(Objective A)
Convert the stretch of the listing below the party write-up, from its start through the line containing "POLYGON ((1061 585, 1123", into a JSON list of strings with one string per line and blank lines omitted. Leave the pictures out of the answer.

--- --- ---

Little House on the Prairie Birthday Party
Updated: May 21, 2021
Tricking kids into Doing Laundry
In 2015, we threw our daughter a Little House on the Prairie birthday party. I started planning a couple of months out because I knew I would need to get many items from thrift stores. It took my daughter and I a year to watch all 9 seasons of Little House on the Prairie. She was very into the show. It was the perfect time for everything Walnut Grove.
I collected vintage handkerchiefs to make the invitation. I got the idea from The Blog of Loralee Lewis.
Let us start where our guests started, on the front porch.
We placed hay bales as decor on our front porch to give more of the Walnut Grove feel. I tied string around the brick columns to make clothes lines. I bought matching bonnet and apron sets in different colors and patterns on Etsy. (1) There is a chalkboard, a nod to the one-room schoolhouse which read, "Put on your Sunday Best." Each female guest picked a bonnet and apron to wear for the party. These items were for the guests to keep. I rarely do goody bags at our parties. There are items throughout the event which guests get to keep. Since it was September, enormous bouquets of mums were on sale at Lowes. The covered wagon was an antique mall find. I purchased the chalkboard at a craft store and the glass jar was a Family Dollar find.
Most of our parties have stations. This keeps kids busy without a lot of adult involvement and disperses a large group of kids in a single area. Since my daughter wanted to invite a lot of friends, male and female, I needed various activities which fit our theme.
Pan for "Gold":
The first station is the panning for gold activity. I could find nothing but this inflatable pool to use, so I bought one that looked quilt-ish. We added water, so the pool was about half full. We did not want the kids to put their arms in water up to their shoulders. I bought about 2 lbs. of pyrite on Ebay to act as the gold. Because we had male and female guests, I also bought a bag of plastic jewels from a craft store and added them to the water as a bonus. Last, we added 3 - 50lb bags of sand from Ace hardware to the pool.

--- --- ---

(Objective B)
According to the birthday party post, what was bought on Ebay to serve as the gold?

--- --- ---

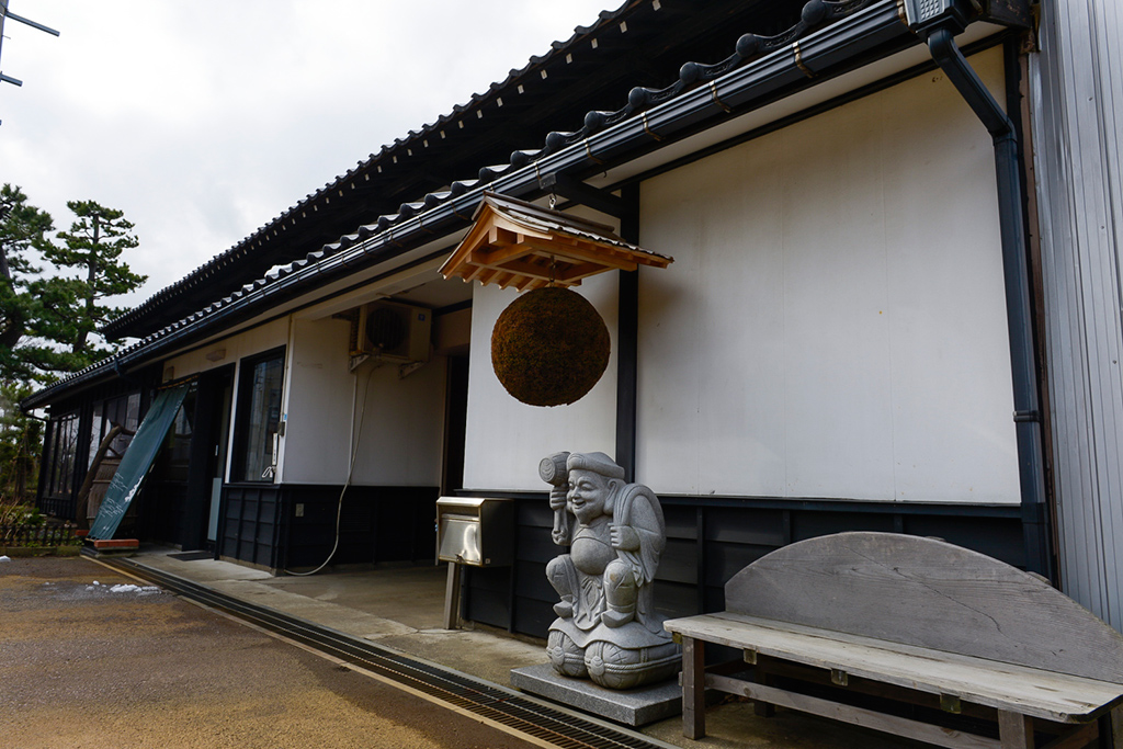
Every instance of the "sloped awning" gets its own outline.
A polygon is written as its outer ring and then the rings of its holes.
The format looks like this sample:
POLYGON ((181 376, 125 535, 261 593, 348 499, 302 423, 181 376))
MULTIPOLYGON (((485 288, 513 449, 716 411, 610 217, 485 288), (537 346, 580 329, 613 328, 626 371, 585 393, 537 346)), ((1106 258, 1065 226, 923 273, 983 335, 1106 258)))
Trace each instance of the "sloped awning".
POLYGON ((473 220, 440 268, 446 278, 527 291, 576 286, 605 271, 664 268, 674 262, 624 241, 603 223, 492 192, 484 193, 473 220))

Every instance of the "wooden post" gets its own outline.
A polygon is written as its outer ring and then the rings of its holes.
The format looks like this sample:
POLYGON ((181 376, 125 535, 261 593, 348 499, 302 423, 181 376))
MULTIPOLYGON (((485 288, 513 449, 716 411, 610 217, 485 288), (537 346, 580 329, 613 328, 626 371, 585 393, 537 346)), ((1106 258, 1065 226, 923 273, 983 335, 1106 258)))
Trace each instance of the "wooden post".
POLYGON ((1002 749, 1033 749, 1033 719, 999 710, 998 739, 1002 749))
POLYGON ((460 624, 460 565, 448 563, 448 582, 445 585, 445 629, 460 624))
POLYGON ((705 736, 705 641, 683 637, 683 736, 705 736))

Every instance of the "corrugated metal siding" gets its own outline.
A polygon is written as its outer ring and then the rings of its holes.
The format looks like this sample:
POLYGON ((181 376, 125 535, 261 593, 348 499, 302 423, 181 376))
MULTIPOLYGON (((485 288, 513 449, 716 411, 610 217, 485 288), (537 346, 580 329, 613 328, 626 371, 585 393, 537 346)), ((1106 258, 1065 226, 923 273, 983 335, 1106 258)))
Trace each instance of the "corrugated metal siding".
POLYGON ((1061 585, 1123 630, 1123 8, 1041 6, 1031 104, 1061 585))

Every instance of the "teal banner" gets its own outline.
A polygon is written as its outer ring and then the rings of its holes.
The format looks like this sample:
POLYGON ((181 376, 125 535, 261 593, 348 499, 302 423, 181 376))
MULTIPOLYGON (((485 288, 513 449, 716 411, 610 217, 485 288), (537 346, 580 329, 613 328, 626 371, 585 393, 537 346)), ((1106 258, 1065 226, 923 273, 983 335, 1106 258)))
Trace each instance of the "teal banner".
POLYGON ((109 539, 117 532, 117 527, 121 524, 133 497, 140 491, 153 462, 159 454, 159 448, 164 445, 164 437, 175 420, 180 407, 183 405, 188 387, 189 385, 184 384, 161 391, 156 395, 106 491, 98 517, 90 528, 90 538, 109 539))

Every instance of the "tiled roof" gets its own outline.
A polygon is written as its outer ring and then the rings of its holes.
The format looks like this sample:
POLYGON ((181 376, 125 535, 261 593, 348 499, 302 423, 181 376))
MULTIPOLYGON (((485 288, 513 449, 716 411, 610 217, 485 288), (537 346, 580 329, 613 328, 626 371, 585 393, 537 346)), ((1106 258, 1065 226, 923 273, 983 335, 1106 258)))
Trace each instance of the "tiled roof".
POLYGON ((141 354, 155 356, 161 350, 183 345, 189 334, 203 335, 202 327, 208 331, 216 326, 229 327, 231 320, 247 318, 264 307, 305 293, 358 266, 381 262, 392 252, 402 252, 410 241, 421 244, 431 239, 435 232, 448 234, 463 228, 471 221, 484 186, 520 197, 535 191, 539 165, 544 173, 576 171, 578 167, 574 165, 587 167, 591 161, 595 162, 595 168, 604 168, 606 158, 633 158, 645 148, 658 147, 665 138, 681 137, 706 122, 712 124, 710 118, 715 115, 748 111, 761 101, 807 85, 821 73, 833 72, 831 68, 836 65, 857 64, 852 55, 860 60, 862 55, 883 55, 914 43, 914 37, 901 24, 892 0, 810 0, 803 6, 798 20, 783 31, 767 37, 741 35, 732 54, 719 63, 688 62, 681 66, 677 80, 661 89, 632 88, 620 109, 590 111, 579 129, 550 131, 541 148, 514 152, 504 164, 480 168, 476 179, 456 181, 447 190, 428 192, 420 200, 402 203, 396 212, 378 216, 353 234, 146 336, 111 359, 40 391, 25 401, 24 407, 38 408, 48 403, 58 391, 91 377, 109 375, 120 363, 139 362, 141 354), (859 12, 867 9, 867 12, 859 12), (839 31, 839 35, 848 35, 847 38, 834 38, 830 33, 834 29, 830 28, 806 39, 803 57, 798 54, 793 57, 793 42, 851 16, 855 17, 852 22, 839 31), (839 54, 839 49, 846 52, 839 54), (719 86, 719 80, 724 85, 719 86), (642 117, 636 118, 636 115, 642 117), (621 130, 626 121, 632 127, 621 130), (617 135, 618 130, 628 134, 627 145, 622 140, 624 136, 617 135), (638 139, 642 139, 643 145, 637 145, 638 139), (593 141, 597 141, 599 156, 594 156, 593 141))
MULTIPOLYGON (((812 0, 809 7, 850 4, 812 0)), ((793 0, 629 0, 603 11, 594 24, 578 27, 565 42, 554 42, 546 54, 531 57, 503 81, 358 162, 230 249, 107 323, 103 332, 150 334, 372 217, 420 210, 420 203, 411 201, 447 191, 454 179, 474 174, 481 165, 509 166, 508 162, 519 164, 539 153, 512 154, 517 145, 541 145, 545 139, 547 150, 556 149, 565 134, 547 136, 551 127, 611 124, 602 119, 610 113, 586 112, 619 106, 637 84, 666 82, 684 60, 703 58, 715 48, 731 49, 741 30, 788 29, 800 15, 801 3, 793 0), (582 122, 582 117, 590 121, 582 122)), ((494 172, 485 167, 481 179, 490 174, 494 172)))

--- --- ---

(Complete answer A)
[
  "Every instance of the \"sloped awning\" gets its own outline.",
  "A polygon is written as its outer ring and then the rings of its holes.",
  "The format looks like this sample:",
  "POLYGON ((181 376, 125 535, 261 593, 348 499, 302 423, 181 376))",
  "MULTIPOLYGON (((485 288, 513 449, 716 411, 610 217, 485 288), (537 346, 580 329, 613 328, 626 371, 585 393, 537 346)), ((1106 258, 1065 226, 923 273, 983 335, 1106 258)))",
  "Trace each instance of the \"sloped awning\".",
  "POLYGON ((473 220, 440 268, 446 278, 527 291, 576 286, 605 271, 664 268, 674 262, 624 241, 603 223, 492 192, 484 193, 473 220))",
  "Every instance of the \"wooden post\" gets its own outline.",
  "A polygon is written as its outer ring and then the rings of its holes.",
  "The format looks like this sample:",
  "POLYGON ((181 376, 125 535, 261 593, 348 499, 302 423, 181 376))",
  "MULTIPOLYGON (((485 288, 513 449, 716 411, 610 217, 485 288), (537 346, 580 329, 613 328, 626 371, 585 393, 537 346)), ((1106 258, 1065 226, 923 273, 983 335, 1106 258)))",
  "Trace each instance of the \"wooden post\".",
  "POLYGON ((1002 749, 1033 749, 1033 719, 999 710, 998 739, 1002 749))",
  "POLYGON ((460 624, 460 565, 448 563, 448 582, 445 585, 445 629, 460 624))",
  "POLYGON ((705 736, 705 641, 683 637, 683 736, 705 736))",
  "Every instance of the \"corrugated metal siding\" gets its own outline.",
  "A polygon is written as its outer ring and then the rings of its holes.",
  "The format looks like this sample:",
  "POLYGON ((181 376, 125 535, 261 593, 348 499, 302 423, 181 376))",
  "MULTIPOLYGON (((485 288, 513 449, 716 411, 610 217, 485 288), (537 346, 580 329, 613 328, 626 371, 585 393, 537 346)), ((1106 258, 1065 226, 923 273, 983 335, 1106 258)))",
  "Trace each instance of the \"corrugated metal siding\".",
  "POLYGON ((1061 585, 1123 630, 1123 8, 1041 6, 1031 104, 1061 585))"
]

(Complete answer B)
About 2 lbs. of pyrite.